◆ REQUEST:
Please copy out every line from the one containing "Task: please point out the bird's head" through the one containing "<point>1118,151</point>", and shift each answer coordinate up by 4.

Position identification entries:
......

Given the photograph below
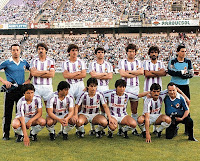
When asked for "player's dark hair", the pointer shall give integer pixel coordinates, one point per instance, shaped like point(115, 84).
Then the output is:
point(120, 83)
point(63, 85)
point(171, 84)
point(92, 81)
point(14, 45)
point(131, 46)
point(155, 86)
point(42, 45)
point(72, 46)
point(153, 49)
point(99, 48)
point(27, 87)
point(180, 47)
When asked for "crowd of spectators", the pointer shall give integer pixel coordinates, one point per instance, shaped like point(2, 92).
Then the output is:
point(20, 11)
point(26, 11)
point(115, 47)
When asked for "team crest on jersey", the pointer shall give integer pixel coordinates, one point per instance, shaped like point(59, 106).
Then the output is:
point(125, 101)
point(177, 105)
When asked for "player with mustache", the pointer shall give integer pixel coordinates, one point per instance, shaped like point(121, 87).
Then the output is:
point(43, 70)
point(151, 113)
point(154, 69)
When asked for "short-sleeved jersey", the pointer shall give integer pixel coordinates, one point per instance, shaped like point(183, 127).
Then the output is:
point(149, 66)
point(126, 65)
point(178, 105)
point(91, 105)
point(118, 104)
point(28, 110)
point(77, 66)
point(154, 107)
point(106, 67)
point(15, 71)
point(60, 107)
point(48, 64)
point(174, 69)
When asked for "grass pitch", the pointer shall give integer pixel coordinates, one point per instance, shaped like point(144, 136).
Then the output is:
point(118, 148)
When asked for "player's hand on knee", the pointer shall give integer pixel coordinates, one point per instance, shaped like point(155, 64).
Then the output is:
point(113, 122)
point(66, 121)
point(75, 119)
point(7, 83)
point(148, 138)
point(28, 124)
point(26, 141)
point(178, 119)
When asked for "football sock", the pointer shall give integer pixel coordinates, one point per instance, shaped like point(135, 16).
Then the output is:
point(99, 128)
point(134, 116)
point(36, 129)
point(142, 127)
point(67, 128)
point(81, 128)
point(18, 131)
point(163, 126)
point(51, 129)
point(92, 126)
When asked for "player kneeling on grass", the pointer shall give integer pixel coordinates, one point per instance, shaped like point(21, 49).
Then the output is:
point(60, 107)
point(118, 100)
point(151, 113)
point(29, 112)
point(91, 100)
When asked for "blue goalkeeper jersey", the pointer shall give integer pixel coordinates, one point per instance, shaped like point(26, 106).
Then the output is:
point(178, 105)
point(15, 72)
point(174, 69)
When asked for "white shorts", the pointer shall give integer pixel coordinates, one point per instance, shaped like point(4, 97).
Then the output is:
point(62, 116)
point(133, 89)
point(153, 118)
point(27, 119)
point(76, 89)
point(102, 88)
point(119, 119)
point(45, 91)
point(89, 116)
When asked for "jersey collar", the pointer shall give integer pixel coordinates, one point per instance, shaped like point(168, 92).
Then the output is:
point(11, 59)
point(178, 95)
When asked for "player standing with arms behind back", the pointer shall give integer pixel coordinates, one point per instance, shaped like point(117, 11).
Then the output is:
point(103, 72)
point(43, 70)
point(129, 70)
point(15, 63)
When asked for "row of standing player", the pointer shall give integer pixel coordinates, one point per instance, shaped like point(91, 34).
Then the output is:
point(42, 69)
point(60, 108)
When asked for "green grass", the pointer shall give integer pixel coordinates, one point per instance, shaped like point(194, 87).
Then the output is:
point(118, 148)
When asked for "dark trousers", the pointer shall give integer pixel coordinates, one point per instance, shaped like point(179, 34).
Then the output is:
point(10, 99)
point(171, 130)
point(185, 89)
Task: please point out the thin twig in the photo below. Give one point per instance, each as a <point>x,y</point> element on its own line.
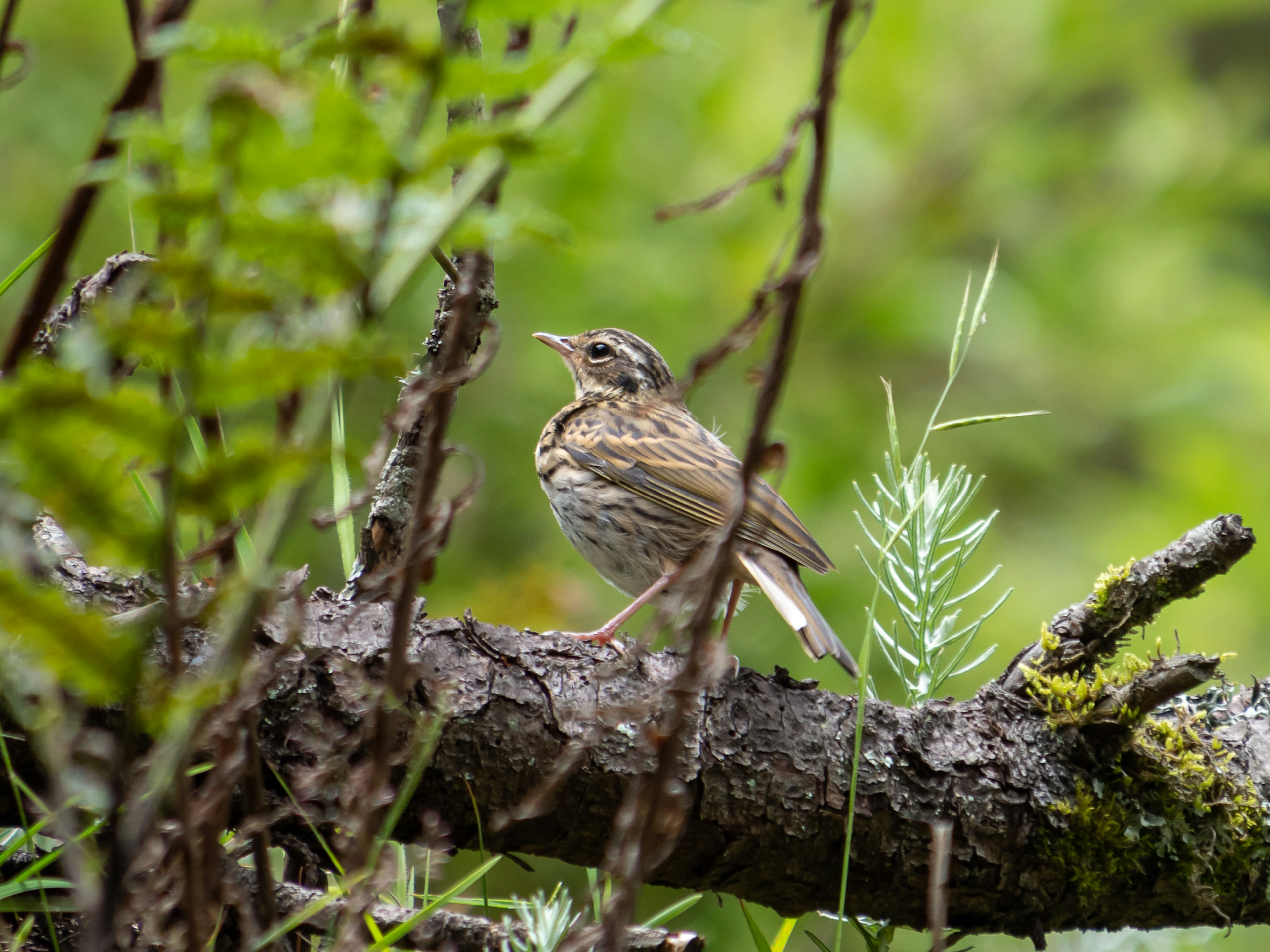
<point>254,790</point>
<point>136,93</point>
<point>773,169</point>
<point>938,888</point>
<point>136,18</point>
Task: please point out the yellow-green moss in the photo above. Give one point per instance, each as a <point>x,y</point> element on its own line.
<point>1107,584</point>
<point>1170,807</point>
<point>1069,700</point>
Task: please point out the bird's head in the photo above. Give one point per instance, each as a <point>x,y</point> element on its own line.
<point>613,364</point>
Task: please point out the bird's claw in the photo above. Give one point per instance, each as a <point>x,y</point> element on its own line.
<point>601,636</point>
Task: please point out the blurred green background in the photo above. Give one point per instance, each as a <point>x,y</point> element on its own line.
<point>1118,151</point>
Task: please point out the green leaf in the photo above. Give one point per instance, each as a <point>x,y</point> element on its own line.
<point>26,266</point>
<point>341,484</point>
<point>404,928</point>
<point>672,911</point>
<point>991,418</point>
<point>755,932</point>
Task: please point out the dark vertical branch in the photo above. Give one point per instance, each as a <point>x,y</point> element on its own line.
<point>659,804</point>
<point>11,12</point>
<point>138,93</point>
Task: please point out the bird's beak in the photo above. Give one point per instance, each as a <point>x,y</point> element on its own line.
<point>557,343</point>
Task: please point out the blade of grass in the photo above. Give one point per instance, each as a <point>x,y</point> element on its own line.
<point>26,266</point>
<point>309,823</point>
<point>404,928</point>
<point>342,487</point>
<point>13,889</point>
<point>429,735</point>
<point>481,843</point>
<point>17,785</point>
<point>670,912</point>
<point>978,420</point>
<point>755,932</point>
<point>783,937</point>
<point>299,918</point>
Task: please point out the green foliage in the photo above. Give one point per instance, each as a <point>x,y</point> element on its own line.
<point>921,547</point>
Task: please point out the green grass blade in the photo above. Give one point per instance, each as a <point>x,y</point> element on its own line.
<point>990,418</point>
<point>341,484</point>
<point>404,928</point>
<point>594,883</point>
<point>33,904</point>
<point>13,889</point>
<point>313,828</point>
<point>481,843</point>
<point>783,937</point>
<point>670,912</point>
<point>26,266</point>
<point>147,498</point>
<point>755,932</point>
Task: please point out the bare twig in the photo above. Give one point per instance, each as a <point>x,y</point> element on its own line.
<point>136,20</point>
<point>938,888</point>
<point>773,169</point>
<point>136,95</point>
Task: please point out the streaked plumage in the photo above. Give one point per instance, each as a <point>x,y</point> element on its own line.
<point>638,485</point>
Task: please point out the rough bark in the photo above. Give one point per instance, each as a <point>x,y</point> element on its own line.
<point>389,521</point>
<point>1085,819</point>
<point>84,295</point>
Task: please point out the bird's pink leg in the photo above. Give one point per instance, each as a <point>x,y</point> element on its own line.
<point>606,633</point>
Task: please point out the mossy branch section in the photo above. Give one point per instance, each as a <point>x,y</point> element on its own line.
<point>1131,597</point>
<point>1051,829</point>
<point>1043,825</point>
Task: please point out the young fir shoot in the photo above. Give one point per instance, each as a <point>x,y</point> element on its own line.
<point>902,508</point>
<point>545,920</point>
<point>921,572</point>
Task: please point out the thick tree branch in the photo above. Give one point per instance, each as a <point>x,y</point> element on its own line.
<point>1052,827</point>
<point>139,91</point>
<point>84,295</point>
<point>1131,597</point>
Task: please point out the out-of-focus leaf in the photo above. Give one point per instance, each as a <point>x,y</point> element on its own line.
<point>88,657</point>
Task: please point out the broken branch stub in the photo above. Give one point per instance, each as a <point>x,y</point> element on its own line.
<point>1129,598</point>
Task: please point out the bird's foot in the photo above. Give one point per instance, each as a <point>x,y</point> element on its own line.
<point>600,636</point>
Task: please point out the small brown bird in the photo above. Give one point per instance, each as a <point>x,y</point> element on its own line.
<point>638,485</point>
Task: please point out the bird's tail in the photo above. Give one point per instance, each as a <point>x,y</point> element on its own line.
<point>779,579</point>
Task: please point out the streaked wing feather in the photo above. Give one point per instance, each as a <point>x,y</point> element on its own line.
<point>662,454</point>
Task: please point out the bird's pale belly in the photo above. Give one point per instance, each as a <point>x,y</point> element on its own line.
<point>629,540</point>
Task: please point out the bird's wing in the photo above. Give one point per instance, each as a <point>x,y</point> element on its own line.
<point>661,452</point>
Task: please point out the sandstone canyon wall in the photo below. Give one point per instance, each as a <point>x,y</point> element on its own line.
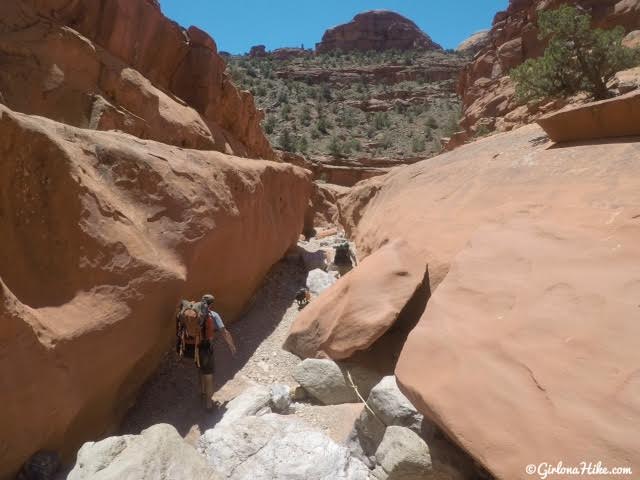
<point>101,234</point>
<point>486,90</point>
<point>121,64</point>
<point>119,203</point>
<point>524,351</point>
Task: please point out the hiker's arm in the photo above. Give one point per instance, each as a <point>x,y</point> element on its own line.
<point>229,339</point>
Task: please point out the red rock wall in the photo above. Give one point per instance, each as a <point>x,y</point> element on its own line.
<point>523,353</point>
<point>485,88</point>
<point>122,65</point>
<point>101,235</point>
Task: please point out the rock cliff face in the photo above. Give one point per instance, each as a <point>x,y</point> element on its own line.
<point>376,30</point>
<point>528,239</point>
<point>474,43</point>
<point>123,65</point>
<point>101,233</point>
<point>486,90</point>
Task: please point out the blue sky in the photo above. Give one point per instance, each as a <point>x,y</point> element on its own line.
<point>236,25</point>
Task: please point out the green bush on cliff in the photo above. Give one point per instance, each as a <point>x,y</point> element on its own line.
<point>577,59</point>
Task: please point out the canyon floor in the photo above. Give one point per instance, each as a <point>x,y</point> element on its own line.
<point>172,394</point>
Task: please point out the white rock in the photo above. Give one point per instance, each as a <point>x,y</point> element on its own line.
<point>318,281</point>
<point>250,402</point>
<point>314,259</point>
<point>390,407</point>
<point>280,398</point>
<point>275,447</point>
<point>158,452</point>
<point>328,383</point>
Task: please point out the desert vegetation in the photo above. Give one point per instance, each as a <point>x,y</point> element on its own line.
<point>358,111</point>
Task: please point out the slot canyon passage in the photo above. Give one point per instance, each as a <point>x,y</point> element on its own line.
<point>427,270</point>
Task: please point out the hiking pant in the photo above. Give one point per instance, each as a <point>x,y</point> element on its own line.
<point>205,352</point>
<point>207,366</point>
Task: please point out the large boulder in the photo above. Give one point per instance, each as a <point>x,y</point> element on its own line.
<point>376,30</point>
<point>386,406</point>
<point>403,455</point>
<point>474,43</point>
<point>319,280</point>
<point>248,403</point>
<point>593,187</point>
<point>333,384</point>
<point>528,349</point>
<point>158,452</point>
<point>616,117</point>
<point>274,447</point>
<point>124,66</point>
<point>102,233</point>
<point>360,307</point>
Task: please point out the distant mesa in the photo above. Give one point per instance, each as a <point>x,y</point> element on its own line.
<point>258,51</point>
<point>474,43</point>
<point>286,53</point>
<point>376,30</point>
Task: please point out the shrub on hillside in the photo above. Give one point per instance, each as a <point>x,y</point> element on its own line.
<point>578,58</point>
<point>286,141</point>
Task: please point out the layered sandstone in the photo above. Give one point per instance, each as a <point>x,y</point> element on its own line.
<point>524,352</point>
<point>474,43</point>
<point>102,233</point>
<point>376,30</point>
<point>616,117</point>
<point>122,65</point>
<point>485,87</point>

......

◆ COMPLETE ANSWER:
Task: please point out the bird's head in the photo above. Give one point per instance, each as a <point>x,y</point> element on its own line.
<point>617,368</point>
Task: please point out the bird's claw in the photo above. Give one point per instance, each as a <point>x,y</point> element on its own line.
<point>605,640</point>
Task: please point out the blurred green background in the photo above. Give one point per instance, each as a <point>x,y</point> element on its own line.
<point>1122,155</point>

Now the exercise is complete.